> QUESTIONS TO ANSWER
1. From the market efficiency passage below, pull out the text from "- Weak Form" to "called technical analysis." word for word.
2. According to the market efficiency passage below, why did the weak form of the hypothesis get its name? Answer in one to three sentences.
3. Continue the market efficiency passage below, starting after its last sentence.

> EXTRACT PROVIDED
▬▬▬▬▬▬
An efficient market is one in which the market price of a security is an unbiased estimate of its intrinsic value. Market efficiency is defined in relation to information that is reflected in security prices. Eugene Fama suggested that it is useful to distinguish three levels of market efficiency.
- Weak Form Efficiency – It asserts that the current price fully incorporates information contained in the past history of prices only. That is, nobody can detect mispriced securities and “beat” the market by analysing past prices. The weak form of the hypothesis got its name for a reason – security prices are arguably the most public as well as the most easily available pieces of information. Thus, one should not be able to profit from using something that “everybody else knows”. On the other hand, many financial analysts attempt to generate profits by studying exactly what this hypothesis asserts is of no value – past stock price series and trading volume data. This technique is called technical analysis.
▬▬▬▬▬▬
> SUPPLIED RECORDS
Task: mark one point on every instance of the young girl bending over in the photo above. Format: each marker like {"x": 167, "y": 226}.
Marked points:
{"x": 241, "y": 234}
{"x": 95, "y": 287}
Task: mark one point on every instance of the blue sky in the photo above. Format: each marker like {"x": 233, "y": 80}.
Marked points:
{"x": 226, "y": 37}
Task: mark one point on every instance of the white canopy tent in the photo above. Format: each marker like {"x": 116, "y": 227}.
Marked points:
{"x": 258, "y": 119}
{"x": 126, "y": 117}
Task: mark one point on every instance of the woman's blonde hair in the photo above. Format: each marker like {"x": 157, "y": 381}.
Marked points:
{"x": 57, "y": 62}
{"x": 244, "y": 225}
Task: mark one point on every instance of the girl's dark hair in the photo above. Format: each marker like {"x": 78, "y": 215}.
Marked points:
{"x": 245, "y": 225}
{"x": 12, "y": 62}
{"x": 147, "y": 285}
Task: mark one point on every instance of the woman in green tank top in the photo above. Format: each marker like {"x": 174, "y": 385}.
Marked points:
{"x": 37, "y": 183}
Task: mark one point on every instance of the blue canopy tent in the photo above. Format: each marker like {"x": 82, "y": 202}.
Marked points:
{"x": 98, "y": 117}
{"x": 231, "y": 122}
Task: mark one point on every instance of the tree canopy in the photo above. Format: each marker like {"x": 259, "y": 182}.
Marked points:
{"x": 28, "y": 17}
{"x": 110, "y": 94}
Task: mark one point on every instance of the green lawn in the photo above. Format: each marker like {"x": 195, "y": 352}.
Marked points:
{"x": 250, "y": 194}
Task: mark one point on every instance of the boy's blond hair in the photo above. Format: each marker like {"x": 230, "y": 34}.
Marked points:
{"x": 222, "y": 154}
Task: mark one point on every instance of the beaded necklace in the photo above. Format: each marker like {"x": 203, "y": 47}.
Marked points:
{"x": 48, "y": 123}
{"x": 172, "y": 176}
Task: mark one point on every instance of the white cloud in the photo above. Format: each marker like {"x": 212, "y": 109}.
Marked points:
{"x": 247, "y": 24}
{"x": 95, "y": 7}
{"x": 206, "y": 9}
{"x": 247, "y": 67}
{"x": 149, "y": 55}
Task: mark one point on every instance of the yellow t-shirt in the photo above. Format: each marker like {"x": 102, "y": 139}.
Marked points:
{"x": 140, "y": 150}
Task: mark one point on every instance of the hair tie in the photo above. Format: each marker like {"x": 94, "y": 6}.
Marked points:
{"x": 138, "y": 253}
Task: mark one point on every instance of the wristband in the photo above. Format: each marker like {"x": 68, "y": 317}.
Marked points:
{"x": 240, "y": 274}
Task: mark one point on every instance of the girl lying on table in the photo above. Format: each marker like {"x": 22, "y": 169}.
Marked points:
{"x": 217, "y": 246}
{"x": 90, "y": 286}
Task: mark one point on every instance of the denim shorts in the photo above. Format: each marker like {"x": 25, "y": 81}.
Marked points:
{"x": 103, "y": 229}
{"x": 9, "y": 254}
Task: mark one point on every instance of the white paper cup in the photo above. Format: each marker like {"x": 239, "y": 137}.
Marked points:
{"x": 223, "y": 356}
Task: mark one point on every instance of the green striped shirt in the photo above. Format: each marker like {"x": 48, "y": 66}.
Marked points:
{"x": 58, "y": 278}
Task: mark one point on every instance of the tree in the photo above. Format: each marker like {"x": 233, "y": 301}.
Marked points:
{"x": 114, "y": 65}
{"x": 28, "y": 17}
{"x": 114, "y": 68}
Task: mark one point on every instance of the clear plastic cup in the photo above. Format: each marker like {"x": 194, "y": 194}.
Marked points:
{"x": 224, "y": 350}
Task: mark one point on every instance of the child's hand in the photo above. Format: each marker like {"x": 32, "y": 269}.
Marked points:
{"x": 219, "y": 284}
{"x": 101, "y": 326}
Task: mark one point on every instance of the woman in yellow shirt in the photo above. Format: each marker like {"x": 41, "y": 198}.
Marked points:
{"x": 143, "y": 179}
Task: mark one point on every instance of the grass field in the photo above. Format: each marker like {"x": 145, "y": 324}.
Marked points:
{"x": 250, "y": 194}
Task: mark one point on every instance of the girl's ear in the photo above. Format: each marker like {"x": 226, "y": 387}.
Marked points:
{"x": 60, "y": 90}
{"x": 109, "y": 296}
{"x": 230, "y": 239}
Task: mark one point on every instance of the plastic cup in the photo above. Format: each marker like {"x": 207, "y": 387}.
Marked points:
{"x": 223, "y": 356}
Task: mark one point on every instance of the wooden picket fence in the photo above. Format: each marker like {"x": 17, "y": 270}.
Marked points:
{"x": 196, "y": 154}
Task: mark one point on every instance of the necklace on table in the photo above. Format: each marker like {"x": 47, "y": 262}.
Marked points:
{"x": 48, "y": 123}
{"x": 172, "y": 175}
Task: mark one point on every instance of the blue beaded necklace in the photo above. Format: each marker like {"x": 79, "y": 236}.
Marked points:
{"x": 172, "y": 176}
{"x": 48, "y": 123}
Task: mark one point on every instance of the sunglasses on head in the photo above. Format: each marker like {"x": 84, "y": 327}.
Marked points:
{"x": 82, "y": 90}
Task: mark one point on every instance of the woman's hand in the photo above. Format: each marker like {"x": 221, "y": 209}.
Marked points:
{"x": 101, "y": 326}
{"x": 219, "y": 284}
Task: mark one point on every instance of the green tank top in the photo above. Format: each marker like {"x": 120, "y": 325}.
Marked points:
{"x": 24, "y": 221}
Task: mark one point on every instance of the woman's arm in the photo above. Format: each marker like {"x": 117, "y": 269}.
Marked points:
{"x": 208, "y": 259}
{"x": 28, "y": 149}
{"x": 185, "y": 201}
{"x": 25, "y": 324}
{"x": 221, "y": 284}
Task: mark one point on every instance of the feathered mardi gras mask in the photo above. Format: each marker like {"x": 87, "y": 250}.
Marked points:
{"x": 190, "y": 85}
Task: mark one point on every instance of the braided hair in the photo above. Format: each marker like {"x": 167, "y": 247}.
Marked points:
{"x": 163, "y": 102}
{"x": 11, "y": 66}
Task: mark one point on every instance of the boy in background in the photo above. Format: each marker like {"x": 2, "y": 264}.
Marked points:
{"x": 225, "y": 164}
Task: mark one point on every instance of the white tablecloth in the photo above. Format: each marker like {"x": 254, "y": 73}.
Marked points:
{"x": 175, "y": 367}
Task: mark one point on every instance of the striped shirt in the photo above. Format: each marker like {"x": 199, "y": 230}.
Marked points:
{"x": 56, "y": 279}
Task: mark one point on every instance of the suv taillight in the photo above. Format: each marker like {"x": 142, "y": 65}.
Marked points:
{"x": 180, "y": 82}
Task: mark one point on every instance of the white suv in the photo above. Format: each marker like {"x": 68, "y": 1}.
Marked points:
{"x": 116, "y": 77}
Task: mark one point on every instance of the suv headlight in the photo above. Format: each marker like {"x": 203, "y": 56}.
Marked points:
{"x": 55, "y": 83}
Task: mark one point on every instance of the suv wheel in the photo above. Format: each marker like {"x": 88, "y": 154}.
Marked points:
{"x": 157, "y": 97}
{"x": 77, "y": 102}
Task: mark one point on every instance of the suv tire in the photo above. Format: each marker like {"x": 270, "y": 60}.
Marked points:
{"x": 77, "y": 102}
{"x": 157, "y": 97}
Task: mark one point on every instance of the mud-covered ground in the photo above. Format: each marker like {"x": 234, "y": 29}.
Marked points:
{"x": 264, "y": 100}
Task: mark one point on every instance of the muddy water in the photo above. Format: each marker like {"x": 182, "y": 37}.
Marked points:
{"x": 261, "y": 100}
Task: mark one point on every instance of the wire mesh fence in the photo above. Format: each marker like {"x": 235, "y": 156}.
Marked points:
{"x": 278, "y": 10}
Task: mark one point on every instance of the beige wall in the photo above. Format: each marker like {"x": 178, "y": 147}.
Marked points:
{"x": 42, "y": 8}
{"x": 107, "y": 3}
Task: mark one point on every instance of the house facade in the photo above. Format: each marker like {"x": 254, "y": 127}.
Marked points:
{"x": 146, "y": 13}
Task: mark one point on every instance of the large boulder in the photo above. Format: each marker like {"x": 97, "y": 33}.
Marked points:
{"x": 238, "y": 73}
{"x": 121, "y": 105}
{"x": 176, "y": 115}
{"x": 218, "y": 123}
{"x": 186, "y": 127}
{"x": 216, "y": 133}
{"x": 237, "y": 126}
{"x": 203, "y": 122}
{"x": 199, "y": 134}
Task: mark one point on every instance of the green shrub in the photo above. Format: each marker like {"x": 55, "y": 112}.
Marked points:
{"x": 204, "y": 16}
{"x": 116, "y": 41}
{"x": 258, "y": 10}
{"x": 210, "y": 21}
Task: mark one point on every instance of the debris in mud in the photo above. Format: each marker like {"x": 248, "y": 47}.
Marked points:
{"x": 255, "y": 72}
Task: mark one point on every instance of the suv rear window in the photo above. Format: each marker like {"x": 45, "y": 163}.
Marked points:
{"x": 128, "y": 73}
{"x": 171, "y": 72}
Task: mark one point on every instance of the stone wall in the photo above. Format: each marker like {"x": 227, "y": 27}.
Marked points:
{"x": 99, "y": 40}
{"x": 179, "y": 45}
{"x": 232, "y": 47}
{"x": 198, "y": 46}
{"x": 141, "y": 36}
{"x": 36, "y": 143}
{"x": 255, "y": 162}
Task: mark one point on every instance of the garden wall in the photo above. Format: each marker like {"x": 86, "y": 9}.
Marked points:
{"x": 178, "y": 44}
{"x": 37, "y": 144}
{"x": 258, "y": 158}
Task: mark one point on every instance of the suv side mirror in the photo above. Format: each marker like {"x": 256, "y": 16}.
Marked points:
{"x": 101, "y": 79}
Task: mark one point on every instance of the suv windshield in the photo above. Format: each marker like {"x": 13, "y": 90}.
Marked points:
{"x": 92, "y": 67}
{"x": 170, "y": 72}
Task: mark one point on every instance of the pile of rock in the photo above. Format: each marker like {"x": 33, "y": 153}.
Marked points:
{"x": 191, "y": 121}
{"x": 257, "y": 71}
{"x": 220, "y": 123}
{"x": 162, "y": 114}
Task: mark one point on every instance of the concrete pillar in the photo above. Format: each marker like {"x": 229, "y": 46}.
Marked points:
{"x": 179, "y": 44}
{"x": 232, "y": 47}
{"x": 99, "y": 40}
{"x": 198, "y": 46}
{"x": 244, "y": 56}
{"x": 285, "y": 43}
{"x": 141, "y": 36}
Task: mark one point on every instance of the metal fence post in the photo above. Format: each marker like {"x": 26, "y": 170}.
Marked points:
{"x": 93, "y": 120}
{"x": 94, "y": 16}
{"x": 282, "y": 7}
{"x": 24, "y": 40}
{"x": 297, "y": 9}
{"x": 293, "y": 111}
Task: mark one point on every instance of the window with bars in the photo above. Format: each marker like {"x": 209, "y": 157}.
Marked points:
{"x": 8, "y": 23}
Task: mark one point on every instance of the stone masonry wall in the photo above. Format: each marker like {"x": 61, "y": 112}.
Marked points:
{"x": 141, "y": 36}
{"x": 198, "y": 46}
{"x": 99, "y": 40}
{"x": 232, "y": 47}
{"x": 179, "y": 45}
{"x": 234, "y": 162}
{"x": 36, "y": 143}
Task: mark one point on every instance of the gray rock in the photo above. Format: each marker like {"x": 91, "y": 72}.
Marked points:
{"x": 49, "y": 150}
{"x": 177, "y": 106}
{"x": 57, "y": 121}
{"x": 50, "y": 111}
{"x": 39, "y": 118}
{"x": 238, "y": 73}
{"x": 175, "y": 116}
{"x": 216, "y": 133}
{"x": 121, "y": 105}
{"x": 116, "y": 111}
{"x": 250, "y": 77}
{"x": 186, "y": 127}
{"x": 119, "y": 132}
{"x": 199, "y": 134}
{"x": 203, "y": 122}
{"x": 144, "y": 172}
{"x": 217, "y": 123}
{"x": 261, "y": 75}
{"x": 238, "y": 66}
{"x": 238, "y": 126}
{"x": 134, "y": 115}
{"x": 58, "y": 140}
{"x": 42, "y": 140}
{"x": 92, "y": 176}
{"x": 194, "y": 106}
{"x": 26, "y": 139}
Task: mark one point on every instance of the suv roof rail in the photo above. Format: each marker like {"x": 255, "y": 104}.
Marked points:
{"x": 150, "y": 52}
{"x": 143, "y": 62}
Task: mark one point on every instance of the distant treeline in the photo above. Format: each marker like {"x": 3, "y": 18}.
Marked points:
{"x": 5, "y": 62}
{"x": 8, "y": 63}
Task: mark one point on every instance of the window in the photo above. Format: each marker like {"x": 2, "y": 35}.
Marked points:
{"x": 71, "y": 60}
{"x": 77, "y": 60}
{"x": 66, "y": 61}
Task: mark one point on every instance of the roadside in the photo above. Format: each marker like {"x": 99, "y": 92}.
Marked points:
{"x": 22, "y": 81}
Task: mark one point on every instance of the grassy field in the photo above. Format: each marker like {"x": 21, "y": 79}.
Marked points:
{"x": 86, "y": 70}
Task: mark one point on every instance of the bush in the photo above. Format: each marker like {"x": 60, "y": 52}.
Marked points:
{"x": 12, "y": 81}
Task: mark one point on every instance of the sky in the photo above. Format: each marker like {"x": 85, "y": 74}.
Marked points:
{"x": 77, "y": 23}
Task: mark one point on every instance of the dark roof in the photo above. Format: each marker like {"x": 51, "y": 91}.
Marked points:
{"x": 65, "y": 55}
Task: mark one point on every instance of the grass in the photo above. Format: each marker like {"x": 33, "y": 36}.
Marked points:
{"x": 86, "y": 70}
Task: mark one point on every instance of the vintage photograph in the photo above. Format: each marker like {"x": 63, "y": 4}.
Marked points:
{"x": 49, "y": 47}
▬▬▬▬▬▬
> ANSWERS TO THIS EXERCISE
1.
- Weak Form Efficiency – It asserts that the current price fully incorporates information contained in the past history of prices only. That is, nobody can detect mispriced securities and “beat” the market by analysing past prices. The weak form of the hypothesis got its name for a reason – security prices are arguably the most public as well as the most easily available pieces of information. Thus, one should not be able to profit from using something that “everybody else knows”. On the other hand, many financial analysts attempt to generate profits by studying exactly what this hypothesis asserts is of no value – past stock price series and trading volume data. This technique is called technical analysis.

2. The weak form is named that way because security prices are arguably the most public and most easily available pieces of information. So no one should be able to profit from using something that everybody else knows.

3.
- Semi-strong Form Efficiency – It suggests that the current price fully incorporates all publicly available information. Public information includes not only past prices, but also data reported in a company’s financial statements (annual reports, income statements, filings for the Security and Exchange Commission, etc.), earnings and dividend announcements, announced merger plans, the financial situation of company’s competitors, expectations regarding macroeconomic factors (such as inflation, unemployment), etc. In fact, the public information does not even have to be of a strictly financial nature. For example, for the analysis of pharmaceutical companies, the relevant public information may include the current (published) state of research in pain-relieving drugs. The assertion behind semi-strong market efficiency is still that one should not be able to profit using something that “everybody else knows” (the information is public).
- Strong Form Efficiency – The strong form of market efficiency hypothesis states that the current price fully incorporates all existing information, both public and private (sometimes called inside information). The main difference between the semi-strong and strong efficiency hypotheses is that in the latter case, nobody should be able to systematically generate profits even if trading on information not publicly known at the time.